------ INPUT MATERIAL
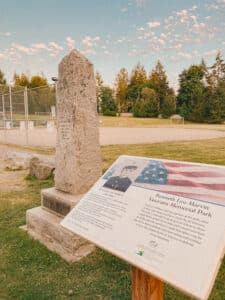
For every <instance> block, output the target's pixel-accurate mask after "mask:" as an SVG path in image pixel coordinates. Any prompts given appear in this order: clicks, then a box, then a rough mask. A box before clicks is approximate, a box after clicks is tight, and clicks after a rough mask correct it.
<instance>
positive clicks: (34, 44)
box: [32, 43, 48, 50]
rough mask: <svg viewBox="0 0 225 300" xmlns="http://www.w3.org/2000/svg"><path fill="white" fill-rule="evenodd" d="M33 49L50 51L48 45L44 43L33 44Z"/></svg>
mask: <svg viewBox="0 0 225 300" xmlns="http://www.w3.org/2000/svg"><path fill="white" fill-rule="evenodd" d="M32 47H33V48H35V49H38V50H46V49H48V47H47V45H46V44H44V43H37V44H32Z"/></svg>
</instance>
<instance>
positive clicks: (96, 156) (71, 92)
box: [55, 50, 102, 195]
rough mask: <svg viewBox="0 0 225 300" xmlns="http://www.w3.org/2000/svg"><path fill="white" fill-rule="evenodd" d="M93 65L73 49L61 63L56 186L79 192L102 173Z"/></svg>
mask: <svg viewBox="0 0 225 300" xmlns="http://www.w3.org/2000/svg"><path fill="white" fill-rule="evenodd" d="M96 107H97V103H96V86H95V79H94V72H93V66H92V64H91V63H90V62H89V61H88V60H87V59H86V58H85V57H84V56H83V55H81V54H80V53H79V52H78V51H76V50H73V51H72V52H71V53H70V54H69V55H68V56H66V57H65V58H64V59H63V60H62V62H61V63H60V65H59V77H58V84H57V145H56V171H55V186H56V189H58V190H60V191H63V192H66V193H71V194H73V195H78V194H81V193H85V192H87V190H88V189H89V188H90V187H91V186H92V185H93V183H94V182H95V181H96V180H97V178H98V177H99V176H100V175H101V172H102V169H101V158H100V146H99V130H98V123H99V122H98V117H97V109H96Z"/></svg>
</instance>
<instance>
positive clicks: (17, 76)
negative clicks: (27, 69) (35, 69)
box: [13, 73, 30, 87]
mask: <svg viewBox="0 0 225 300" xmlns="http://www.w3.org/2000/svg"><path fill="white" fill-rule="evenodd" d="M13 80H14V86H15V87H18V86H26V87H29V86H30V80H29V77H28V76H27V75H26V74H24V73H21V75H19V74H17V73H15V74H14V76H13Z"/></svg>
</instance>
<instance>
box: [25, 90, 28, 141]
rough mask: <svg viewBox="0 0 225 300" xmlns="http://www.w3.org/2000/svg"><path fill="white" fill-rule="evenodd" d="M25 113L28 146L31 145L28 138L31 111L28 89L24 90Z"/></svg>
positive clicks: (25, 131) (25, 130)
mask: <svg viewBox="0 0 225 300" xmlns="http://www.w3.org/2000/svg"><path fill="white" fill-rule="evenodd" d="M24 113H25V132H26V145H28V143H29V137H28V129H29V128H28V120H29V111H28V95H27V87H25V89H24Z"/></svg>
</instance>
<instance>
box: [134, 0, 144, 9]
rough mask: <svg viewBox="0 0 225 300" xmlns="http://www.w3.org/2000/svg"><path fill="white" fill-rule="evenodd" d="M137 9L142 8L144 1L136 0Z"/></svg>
------------
------ INPUT MATERIAL
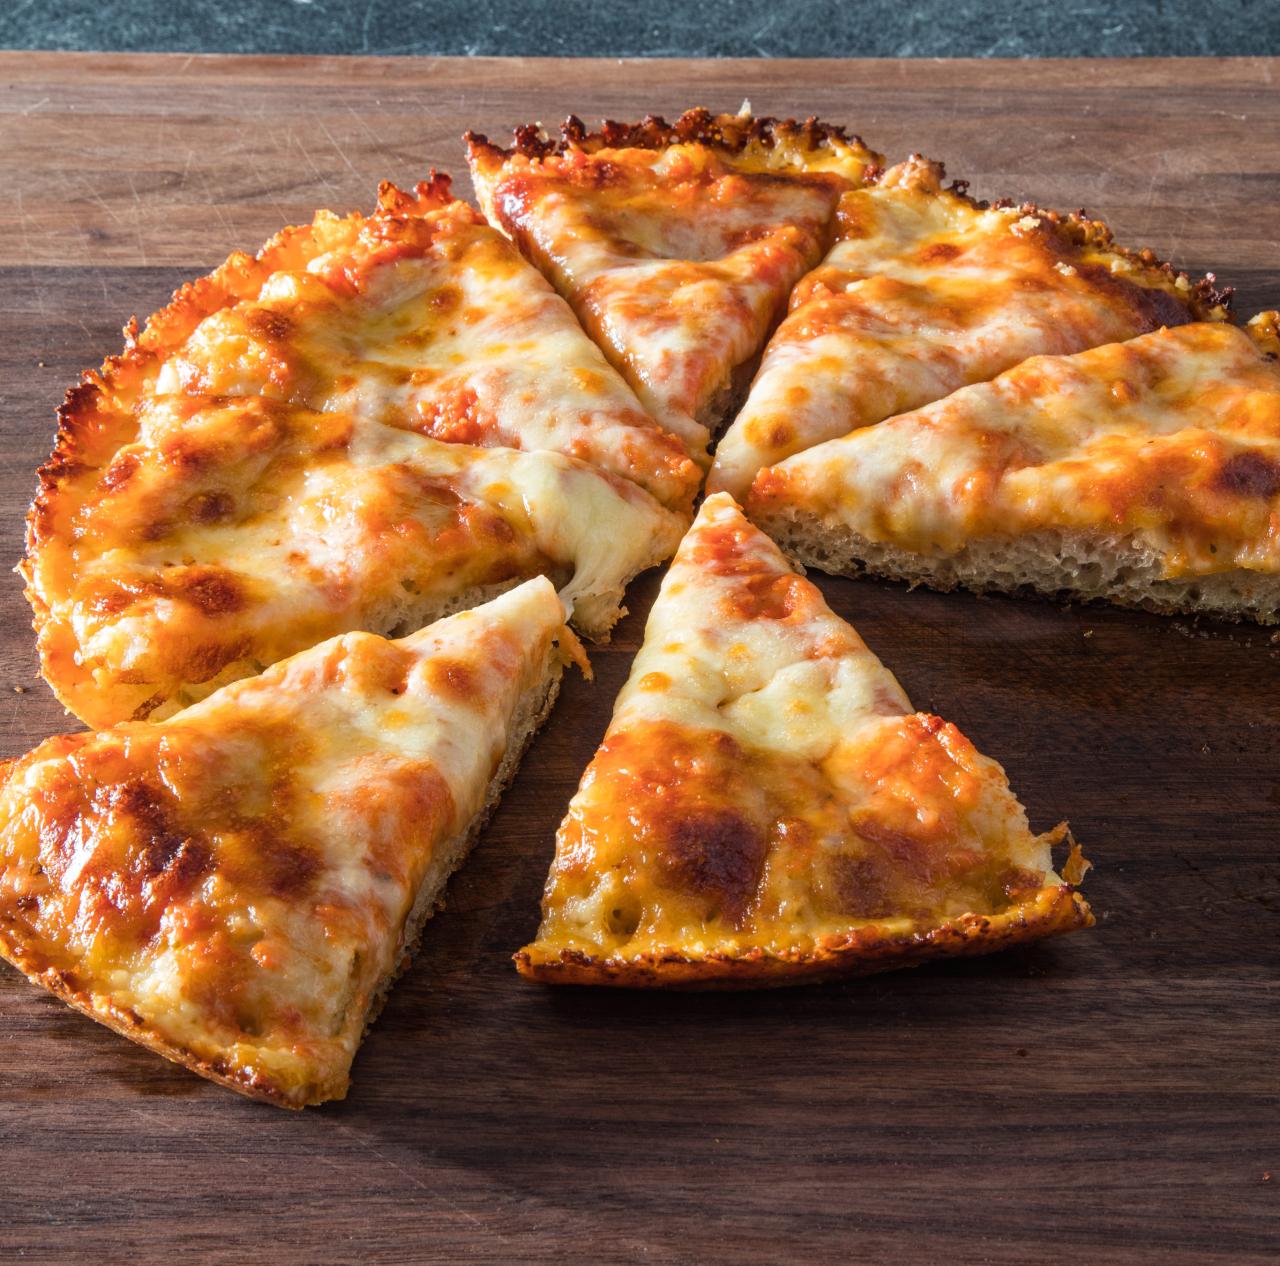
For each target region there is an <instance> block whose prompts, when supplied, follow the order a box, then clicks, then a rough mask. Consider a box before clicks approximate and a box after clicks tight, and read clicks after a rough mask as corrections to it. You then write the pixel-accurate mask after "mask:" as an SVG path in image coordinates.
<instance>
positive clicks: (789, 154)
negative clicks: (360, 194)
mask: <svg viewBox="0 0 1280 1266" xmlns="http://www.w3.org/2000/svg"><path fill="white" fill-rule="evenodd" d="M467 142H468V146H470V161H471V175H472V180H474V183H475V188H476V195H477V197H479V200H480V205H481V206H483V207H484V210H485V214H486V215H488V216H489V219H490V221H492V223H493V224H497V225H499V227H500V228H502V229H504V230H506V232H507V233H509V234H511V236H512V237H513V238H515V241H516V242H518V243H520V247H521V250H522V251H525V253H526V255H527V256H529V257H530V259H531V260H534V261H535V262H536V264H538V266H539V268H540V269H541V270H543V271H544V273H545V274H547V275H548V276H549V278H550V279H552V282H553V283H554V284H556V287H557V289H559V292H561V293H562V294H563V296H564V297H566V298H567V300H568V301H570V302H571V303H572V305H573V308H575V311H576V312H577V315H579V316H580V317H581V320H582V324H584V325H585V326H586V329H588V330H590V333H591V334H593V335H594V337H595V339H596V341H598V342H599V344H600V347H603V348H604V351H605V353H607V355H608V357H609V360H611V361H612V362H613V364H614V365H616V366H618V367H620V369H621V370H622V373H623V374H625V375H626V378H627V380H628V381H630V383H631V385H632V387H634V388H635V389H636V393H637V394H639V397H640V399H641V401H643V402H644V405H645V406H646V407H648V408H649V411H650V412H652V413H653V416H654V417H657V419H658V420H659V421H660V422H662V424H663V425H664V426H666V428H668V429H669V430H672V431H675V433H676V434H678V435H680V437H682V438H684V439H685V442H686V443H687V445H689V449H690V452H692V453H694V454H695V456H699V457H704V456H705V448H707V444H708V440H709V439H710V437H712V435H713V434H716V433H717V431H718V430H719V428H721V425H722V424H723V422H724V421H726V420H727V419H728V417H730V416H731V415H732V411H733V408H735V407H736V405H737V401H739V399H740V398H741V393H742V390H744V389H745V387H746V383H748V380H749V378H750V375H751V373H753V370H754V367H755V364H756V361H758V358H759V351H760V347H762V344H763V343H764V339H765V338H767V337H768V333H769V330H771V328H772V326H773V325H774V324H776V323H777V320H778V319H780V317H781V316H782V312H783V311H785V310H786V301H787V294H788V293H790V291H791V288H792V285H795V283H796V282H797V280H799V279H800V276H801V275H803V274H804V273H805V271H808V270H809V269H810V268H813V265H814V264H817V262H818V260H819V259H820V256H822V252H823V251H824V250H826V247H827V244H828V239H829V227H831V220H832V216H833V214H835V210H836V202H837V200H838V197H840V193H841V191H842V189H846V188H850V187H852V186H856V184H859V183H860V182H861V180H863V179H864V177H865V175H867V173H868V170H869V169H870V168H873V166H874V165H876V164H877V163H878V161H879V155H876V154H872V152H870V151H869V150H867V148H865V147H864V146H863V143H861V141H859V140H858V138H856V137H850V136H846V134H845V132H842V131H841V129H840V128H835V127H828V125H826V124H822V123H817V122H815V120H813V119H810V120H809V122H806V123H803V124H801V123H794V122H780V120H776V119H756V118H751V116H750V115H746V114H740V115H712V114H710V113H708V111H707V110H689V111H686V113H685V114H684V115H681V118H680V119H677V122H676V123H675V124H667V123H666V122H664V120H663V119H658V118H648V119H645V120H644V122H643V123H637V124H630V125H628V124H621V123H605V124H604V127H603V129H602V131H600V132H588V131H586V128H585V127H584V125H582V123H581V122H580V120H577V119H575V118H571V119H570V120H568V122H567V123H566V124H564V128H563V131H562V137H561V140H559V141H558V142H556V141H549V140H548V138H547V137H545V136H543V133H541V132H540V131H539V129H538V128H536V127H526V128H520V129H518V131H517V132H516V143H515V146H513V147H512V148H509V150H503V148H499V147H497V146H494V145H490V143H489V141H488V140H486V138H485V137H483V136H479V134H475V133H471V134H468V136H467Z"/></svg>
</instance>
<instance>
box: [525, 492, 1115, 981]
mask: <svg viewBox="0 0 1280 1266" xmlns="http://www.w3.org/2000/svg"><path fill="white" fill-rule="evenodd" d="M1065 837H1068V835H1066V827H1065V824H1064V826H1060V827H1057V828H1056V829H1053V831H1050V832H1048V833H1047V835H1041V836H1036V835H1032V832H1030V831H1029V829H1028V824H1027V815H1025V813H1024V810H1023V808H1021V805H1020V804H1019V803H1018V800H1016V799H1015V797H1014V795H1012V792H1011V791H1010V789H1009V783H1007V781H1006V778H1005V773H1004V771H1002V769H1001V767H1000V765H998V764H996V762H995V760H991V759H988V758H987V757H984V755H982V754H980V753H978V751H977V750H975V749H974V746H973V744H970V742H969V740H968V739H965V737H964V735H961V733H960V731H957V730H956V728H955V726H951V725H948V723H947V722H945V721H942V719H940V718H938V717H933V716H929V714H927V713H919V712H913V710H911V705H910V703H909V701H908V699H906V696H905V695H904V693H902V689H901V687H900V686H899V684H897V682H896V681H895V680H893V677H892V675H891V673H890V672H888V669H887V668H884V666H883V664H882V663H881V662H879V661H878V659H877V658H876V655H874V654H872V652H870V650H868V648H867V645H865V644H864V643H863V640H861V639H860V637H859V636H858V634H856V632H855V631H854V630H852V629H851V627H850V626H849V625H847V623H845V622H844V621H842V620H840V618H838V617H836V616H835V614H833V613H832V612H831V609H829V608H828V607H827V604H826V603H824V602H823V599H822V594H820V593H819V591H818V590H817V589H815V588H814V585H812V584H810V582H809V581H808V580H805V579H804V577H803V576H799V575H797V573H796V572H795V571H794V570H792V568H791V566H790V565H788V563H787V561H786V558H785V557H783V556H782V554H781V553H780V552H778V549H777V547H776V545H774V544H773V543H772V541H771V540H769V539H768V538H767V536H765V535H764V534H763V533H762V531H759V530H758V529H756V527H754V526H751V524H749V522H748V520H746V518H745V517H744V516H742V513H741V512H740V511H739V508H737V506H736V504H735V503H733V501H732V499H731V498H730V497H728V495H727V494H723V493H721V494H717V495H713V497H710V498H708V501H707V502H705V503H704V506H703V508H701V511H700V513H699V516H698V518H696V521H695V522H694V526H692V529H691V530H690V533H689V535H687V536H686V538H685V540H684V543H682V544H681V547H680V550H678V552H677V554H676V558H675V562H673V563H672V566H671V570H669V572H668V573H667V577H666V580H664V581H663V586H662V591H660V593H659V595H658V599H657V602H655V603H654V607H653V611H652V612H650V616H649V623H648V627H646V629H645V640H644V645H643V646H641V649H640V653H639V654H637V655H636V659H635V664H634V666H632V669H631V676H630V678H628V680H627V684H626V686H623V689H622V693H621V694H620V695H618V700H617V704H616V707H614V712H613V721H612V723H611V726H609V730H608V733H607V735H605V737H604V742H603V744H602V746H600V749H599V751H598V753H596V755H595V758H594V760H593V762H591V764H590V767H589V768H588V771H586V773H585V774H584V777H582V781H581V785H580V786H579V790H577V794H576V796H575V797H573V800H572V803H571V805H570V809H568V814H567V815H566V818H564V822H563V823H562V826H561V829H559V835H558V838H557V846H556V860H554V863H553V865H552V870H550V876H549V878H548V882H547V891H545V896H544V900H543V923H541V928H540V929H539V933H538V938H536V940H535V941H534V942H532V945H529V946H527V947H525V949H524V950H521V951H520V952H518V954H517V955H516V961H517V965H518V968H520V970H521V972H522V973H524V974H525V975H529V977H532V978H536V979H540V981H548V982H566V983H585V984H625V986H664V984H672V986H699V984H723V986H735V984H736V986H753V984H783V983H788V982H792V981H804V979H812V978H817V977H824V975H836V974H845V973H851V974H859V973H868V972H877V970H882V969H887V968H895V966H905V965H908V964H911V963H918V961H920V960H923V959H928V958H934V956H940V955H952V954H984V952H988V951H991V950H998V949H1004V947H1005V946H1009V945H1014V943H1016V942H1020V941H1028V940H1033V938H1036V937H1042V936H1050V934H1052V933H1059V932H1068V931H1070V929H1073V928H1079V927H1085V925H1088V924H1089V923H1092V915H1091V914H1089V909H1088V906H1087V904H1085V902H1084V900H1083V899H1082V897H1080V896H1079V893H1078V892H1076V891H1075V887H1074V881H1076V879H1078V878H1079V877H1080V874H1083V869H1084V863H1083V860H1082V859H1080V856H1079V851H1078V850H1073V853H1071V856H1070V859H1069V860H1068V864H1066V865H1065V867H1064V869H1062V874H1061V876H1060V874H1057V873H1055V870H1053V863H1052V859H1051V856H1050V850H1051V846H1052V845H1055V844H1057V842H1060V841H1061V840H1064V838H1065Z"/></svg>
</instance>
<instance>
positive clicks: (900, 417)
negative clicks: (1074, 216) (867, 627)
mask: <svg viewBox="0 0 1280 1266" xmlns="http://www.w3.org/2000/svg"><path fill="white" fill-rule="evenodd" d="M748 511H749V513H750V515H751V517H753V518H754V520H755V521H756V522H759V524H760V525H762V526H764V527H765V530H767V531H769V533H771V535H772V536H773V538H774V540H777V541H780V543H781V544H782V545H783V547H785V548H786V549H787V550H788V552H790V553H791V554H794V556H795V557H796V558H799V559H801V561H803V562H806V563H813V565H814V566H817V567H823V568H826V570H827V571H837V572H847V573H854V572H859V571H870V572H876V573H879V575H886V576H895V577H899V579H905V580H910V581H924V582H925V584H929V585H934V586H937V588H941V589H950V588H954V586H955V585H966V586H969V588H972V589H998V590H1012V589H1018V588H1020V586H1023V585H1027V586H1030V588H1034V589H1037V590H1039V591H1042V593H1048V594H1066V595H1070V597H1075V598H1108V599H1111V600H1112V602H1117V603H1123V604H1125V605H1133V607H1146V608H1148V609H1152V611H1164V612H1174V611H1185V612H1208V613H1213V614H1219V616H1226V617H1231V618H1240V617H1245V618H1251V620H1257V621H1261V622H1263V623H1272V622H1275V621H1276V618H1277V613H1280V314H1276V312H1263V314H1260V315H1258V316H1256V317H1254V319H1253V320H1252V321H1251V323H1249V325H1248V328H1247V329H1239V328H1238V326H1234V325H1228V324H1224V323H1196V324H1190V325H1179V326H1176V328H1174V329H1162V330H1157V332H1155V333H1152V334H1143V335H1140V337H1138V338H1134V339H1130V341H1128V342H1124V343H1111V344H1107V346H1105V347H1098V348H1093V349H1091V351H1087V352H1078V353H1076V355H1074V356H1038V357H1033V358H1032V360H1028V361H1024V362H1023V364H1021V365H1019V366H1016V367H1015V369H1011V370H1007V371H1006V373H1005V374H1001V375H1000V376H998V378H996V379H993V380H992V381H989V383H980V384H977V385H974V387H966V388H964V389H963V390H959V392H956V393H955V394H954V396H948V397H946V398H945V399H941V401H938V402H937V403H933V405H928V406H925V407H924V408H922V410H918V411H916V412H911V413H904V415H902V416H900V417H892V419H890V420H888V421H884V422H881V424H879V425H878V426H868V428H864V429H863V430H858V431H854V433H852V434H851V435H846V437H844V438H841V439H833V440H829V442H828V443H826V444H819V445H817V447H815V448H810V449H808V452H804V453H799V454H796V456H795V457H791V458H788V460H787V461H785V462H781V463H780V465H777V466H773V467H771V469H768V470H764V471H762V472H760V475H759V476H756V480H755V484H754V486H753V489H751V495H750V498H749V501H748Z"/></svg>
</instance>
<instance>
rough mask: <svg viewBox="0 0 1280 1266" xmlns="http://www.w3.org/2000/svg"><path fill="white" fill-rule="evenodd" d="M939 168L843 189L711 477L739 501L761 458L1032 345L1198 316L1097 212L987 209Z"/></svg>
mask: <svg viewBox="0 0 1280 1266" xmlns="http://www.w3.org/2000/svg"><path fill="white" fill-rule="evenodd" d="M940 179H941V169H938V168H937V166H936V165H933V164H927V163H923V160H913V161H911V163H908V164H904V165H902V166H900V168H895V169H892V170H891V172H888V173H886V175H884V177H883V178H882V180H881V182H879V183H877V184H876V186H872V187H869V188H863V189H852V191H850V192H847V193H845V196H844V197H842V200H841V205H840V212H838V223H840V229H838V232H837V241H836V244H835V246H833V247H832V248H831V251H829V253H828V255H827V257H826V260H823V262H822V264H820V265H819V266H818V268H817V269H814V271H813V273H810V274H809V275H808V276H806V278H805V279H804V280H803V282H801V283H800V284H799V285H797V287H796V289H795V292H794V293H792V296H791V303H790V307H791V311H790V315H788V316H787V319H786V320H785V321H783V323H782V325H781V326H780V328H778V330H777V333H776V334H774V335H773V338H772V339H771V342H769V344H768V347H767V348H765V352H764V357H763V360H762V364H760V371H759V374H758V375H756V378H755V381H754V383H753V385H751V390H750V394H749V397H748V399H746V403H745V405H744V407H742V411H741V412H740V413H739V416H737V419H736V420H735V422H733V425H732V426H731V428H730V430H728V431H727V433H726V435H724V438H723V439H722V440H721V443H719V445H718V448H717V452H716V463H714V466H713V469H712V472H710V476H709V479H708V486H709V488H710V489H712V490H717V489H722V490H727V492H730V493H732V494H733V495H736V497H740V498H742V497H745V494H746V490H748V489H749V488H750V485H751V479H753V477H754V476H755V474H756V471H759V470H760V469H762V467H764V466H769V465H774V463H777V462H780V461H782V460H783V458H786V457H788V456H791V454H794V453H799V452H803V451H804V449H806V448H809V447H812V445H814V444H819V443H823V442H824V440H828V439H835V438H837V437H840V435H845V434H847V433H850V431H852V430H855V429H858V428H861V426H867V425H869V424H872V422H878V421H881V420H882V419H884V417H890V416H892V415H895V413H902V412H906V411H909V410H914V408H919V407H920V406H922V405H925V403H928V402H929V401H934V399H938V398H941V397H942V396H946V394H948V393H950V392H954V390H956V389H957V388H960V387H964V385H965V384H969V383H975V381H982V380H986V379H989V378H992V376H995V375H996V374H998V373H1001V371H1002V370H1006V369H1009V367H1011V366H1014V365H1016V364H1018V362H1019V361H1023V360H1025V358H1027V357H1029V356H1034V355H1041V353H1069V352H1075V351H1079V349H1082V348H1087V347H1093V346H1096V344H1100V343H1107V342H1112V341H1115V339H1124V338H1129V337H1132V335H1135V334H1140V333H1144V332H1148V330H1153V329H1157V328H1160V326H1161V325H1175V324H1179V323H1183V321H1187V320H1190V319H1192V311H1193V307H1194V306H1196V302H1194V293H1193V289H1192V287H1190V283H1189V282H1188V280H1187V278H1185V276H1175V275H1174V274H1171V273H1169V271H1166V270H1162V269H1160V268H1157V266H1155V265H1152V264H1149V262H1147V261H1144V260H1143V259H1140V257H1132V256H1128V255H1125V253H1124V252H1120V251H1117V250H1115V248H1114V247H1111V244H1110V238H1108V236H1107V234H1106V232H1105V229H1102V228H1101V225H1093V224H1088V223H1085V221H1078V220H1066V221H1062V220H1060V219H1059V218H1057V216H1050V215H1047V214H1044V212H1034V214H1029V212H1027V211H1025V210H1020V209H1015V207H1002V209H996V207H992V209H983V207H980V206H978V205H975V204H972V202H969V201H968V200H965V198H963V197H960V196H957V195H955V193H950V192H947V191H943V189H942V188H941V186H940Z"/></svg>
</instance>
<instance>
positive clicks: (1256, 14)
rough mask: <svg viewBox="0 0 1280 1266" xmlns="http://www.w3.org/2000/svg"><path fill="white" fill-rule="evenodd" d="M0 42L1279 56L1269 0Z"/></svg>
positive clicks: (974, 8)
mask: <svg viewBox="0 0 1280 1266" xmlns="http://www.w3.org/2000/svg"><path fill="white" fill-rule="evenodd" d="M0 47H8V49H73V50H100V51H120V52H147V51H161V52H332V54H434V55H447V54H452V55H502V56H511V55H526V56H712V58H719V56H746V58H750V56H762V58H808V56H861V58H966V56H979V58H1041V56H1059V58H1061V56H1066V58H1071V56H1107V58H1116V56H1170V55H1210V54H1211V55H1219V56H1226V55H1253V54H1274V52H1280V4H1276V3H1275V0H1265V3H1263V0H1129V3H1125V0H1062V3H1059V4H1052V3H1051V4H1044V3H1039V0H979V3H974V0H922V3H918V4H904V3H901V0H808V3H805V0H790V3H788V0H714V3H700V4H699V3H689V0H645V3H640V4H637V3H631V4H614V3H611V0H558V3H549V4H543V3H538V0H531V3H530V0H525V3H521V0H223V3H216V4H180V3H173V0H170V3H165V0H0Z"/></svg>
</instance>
------------
# PROBLEM REQUIREMENTS
Please return the lines above that run from the line containing "positive clicks: (34, 44)" to the line containing "box: [55, 50, 102, 195]", inclusive, exactly and with no other lines.

# EXPECTED ANSWER
positive clicks: (34, 44)
box: [32, 43, 48, 50]
rough mask: <svg viewBox="0 0 225 300" xmlns="http://www.w3.org/2000/svg"><path fill="white" fill-rule="evenodd" d="M33 49L50 51L48 45L44 43L33 44Z"/></svg>
mask: <svg viewBox="0 0 225 300" xmlns="http://www.w3.org/2000/svg"><path fill="white" fill-rule="evenodd" d="M32 47H33V48H35V49H38V50H46V49H48V47H47V45H46V44H44V43H37V44H32Z"/></svg>
</instance>
<instance>
positive clicks: (96, 156) (71, 92)
box: [55, 50, 102, 195]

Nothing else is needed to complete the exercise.